▸ **SELECTION**:
══════════════════════════════
Well if you include the context that someone (Dancing Shade) was having an arguement from authority jab at Anidav for saying:



Now while Dancing shade didn't actually say I support Pauline Hanson and the Nazi theory of Eugenics that was the subject being discussed. As their 'challenge' was complete bullshit I called them on it. Subsequent expert evidence supports my anecdote.

Milky decided to have some ill considered shot of jizz in my general direction, and missed horribly, only retroactively explaining their context in the hopes it wouldn't make them look like a gently caress wit.

But please continue with your revisionist history.

Milkfred E. Moore
Aug 27, 2006

'It's easier to imagine the end of the world than the end of capitalism.'

Hobo Erotica posted:

I was going to spare the thread the full text, but since JBP so lovingly created a cover, here it is:


Modern Public Shame — Mia Freedman, Roxane Gay, and the Collective Response

Last week the internet unleashed its collective wrath upon Mia Freedman. The scorn was a sight to behold. She was described as:

“Literally sickening… Epically disturbing…Disgusting… Disgraceful… Utterly shameful…”

She was called

“Monstrous… Soulless… Absolute scum… Trash… The worst… C*unt”.

People were, in a word,

Murderous

Sounds heavy. I guess we should see what it was all about. Here was the introduction for an interview with Roxane Gay on the No Filter podcast:

“A lot of planning has to go into a visit from best selling author, college professor and writer Roxane Gay. Would she fit in the office lift? How many steps will she have to take to get to the interview? Is there a comfortable chair that will accommodate here six-foot-three, ‘super morbidly-obese’ frame? None of this is disclosed in a mean spirit, it’s part of what Roxane writes about in her new book Hunger, and what she talks about with Mia in this interview. It’s about realising that not everyone fits comfortably in to the world as we expect them to.”

There is no mocking or ridicule inherent in those remarks. This is saying “here is something I learned about fat people today which I hadn’t considered, and perhaps you should consider it too.”

I think that part of the problem was that Gay maybe wasn’t aware of the questions that her publicist asked by way of preparation, and was mortified to find out publicly. So her initial tweets carried implicit accusations of dishonesty, which inflamed the response further.

It’s not like Mia revealed a shameful secret. Gay is famously large, and that’s what a lot of the book deals with. And that’s fine.

Here is a telling tweet from Gay herself, on June 15:

“Fat is not an insult. It is a descriptor. And when you interpret it as an insult, you reveal yourself and what you fear most.”

Interpreting this as an insult is doing exactly that. It is implying that there is something wrong with a publicist making prior arrangements. That’s obviously not the way that Freedman saw it, or the intent with which it was offered.

They then went on to an adoring, thoughtful, respectful, 45 minute interview. Mia is a huge fan of Gay’s and that was abundantly clear before, during, and after. They covered the material in the book — being assaulted at age 12, how she talked to her parents about it, writing fiction and non fiction, how we present to the world, how hair relates to how we present to the world, how one can come to enjoy sex again after being gang raped, growing up with and without privilege, what offends big people, what book tours are like. And more. They talked about how people don’t always know the thought that big people have to put into their lives.
══════════════════════════════
▸ **DATA SUPPLIED**:

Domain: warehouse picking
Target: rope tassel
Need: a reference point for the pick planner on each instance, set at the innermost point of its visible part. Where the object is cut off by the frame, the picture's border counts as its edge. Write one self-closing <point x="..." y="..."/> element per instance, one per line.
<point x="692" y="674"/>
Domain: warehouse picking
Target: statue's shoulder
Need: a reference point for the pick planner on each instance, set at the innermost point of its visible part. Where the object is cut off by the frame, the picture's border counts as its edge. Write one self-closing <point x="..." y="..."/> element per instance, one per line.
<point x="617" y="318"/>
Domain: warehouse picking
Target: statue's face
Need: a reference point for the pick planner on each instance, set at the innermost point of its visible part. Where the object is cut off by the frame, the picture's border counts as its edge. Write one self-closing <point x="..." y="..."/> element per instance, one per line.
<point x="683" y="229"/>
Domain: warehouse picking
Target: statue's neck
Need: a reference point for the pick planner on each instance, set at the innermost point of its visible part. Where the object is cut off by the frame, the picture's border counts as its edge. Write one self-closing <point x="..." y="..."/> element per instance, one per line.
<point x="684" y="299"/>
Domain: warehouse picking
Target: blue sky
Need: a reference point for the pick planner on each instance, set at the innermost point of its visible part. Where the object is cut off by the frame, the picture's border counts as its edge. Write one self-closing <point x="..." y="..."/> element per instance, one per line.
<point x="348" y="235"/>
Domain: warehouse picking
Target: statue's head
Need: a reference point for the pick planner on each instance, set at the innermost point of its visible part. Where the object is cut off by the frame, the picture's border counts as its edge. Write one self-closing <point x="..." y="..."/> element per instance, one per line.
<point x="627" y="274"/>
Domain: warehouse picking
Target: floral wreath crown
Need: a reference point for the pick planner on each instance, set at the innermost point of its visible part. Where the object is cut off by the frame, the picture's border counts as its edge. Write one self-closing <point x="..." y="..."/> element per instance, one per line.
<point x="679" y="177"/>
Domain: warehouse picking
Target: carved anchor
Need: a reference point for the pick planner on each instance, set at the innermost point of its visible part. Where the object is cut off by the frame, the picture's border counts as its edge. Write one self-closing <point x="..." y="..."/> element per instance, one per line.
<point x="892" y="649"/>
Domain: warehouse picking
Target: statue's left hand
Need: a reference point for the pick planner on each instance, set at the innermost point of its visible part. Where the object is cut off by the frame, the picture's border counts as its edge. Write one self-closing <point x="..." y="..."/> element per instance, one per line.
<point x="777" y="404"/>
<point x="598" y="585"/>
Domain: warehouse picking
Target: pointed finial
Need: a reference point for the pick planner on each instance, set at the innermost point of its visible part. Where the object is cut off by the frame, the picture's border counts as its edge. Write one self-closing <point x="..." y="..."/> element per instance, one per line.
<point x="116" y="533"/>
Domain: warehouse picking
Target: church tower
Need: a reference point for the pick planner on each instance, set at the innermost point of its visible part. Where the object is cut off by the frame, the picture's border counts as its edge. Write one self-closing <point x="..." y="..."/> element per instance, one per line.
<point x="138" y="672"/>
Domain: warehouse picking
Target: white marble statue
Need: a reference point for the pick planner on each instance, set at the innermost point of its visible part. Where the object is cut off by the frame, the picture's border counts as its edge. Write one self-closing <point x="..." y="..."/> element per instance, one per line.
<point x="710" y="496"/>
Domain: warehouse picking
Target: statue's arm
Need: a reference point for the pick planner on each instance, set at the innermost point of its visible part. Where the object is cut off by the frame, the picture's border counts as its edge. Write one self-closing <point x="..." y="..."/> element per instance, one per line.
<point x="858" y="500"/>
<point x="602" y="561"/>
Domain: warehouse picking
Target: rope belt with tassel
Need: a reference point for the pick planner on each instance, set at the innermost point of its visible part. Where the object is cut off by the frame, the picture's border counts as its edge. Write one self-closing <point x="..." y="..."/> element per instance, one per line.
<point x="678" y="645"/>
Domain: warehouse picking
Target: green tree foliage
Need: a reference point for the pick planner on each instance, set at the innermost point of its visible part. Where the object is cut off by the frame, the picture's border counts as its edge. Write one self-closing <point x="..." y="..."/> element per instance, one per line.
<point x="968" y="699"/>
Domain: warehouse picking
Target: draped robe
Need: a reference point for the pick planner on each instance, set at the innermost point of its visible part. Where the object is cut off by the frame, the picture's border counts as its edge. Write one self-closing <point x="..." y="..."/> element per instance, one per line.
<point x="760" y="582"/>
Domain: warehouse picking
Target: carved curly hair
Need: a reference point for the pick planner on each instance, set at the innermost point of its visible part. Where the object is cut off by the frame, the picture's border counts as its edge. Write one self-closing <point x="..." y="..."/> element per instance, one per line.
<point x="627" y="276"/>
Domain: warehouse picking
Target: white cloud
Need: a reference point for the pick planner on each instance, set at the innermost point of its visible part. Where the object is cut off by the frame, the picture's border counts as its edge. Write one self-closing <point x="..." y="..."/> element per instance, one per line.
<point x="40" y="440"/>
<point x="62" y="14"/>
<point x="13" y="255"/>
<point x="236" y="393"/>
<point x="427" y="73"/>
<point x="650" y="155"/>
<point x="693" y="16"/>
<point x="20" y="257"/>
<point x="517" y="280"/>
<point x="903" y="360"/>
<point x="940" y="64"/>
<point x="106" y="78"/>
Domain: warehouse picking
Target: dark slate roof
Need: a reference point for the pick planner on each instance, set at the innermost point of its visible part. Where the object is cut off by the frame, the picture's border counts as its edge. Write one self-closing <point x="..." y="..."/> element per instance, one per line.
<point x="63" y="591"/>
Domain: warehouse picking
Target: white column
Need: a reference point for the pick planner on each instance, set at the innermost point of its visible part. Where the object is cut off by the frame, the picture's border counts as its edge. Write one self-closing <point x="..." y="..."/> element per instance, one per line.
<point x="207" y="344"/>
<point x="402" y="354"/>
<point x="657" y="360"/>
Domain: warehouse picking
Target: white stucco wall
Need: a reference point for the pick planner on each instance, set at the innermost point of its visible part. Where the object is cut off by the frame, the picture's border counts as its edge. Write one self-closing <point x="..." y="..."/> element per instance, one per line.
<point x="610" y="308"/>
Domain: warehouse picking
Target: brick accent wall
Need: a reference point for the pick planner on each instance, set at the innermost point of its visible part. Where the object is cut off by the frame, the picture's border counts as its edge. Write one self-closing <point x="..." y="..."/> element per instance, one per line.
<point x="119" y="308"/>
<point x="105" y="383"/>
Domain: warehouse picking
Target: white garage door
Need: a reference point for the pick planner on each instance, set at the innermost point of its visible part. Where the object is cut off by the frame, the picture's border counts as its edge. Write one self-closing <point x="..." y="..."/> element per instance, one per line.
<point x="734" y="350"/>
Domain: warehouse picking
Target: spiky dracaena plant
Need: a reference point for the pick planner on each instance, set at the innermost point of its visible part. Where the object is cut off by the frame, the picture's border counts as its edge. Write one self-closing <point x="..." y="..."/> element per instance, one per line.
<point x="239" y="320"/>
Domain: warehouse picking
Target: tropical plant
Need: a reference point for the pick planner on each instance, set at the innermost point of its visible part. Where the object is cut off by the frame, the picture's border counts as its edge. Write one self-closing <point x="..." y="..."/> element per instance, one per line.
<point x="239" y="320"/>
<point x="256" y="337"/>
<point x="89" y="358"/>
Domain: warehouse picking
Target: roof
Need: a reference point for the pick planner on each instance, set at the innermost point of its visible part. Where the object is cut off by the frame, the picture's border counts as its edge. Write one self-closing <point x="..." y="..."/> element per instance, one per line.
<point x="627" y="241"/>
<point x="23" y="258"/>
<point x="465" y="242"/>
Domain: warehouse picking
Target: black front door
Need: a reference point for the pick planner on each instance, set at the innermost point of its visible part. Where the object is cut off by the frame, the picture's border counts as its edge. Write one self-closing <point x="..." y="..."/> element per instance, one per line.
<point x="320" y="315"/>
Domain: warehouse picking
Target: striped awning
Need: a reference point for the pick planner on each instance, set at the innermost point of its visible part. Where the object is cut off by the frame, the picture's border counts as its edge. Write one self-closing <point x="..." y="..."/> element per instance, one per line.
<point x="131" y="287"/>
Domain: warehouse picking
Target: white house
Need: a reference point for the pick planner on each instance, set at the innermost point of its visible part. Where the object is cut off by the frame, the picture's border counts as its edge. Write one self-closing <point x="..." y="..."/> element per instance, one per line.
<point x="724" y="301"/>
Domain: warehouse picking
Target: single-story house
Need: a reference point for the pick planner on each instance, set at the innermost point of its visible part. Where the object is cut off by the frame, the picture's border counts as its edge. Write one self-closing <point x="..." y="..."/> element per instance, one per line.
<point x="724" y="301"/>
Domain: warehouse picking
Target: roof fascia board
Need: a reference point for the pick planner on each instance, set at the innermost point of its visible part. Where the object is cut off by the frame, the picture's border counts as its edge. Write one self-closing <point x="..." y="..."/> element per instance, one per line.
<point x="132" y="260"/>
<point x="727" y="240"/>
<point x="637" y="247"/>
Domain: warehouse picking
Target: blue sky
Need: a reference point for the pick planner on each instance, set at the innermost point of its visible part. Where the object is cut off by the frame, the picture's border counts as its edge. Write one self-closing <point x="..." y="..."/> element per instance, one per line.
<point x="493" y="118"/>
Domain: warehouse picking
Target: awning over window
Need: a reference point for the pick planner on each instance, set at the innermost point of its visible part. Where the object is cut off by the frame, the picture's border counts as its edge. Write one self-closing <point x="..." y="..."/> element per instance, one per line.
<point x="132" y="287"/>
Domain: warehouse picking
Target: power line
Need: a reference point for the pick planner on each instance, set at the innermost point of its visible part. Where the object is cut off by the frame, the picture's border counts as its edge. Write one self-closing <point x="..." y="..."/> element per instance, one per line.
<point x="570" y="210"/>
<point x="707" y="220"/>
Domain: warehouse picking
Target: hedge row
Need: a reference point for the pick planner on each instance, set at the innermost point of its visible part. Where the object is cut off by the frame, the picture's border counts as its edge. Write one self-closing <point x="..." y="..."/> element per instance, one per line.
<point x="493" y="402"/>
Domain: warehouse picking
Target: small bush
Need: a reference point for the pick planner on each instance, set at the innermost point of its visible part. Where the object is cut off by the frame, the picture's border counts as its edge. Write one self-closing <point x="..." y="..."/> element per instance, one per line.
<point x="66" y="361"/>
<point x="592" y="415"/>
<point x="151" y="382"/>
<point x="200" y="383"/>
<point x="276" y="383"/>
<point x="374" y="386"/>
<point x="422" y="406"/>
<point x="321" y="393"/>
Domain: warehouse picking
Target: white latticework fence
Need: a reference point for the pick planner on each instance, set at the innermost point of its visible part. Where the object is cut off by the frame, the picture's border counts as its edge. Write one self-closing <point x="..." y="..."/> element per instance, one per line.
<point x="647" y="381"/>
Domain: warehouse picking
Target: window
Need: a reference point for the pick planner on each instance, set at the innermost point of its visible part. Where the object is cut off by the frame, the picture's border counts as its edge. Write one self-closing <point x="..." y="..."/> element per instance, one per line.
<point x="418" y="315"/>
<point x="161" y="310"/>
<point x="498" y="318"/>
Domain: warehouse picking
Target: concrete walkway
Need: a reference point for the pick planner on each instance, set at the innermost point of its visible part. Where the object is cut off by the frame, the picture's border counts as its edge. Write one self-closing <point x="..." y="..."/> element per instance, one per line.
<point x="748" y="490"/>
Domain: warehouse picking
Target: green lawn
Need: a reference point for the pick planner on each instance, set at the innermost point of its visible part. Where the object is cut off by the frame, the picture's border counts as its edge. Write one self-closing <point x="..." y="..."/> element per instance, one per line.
══════════════════════════════
▸ **WORK TO DO**:
**A)** Extract every line in the records that contains the string "window".
**B)** Resume the forum post about the Mia Freedman and Roxane Gay podcast controversy, picking up after its last sentence.

▸ **RESPONSES FOR EACH TASK**:
**A)**
Target: awning over window
Target: window

**B)**
Gay said to Ira Glass on This American Life:

“… There’s another level. I mean, then there’s when you’re super morbidly obese, where you can’t really even find stores that can accommodate you. You don’t fit in any public spaces, like movie theaters, public bathrooms, so on and so forth.”

Freedman was expounding on these themes. And that could have been it. It would have slipped into obscurity, remarked upon only by those who actually listen to the podcast. But Courtney Robinson tweeted a screenshot of the podcast description. Gay picked up on it, retweeted it to call it “cruel and humiliating”, made three more posts to the same effect, and it snowballed from there.

And that sucks. No one wants to feel that, or make anyone else feel that. It was a mistake, Gay would have preferred those details weren’t revealed, it hurt her, and Mia said she was “deeply, deeply sorry. Unconditionally sorry.”

Again, you’d think it could be left there. But instead, everyone picks up their pitchforks and leaps to Gay’s defense, making sure to show off how appalled, and how “brutally, heart-achingly sorry” they are. It turns into a complete and utter public shaming, the scale of which should raise some red flags.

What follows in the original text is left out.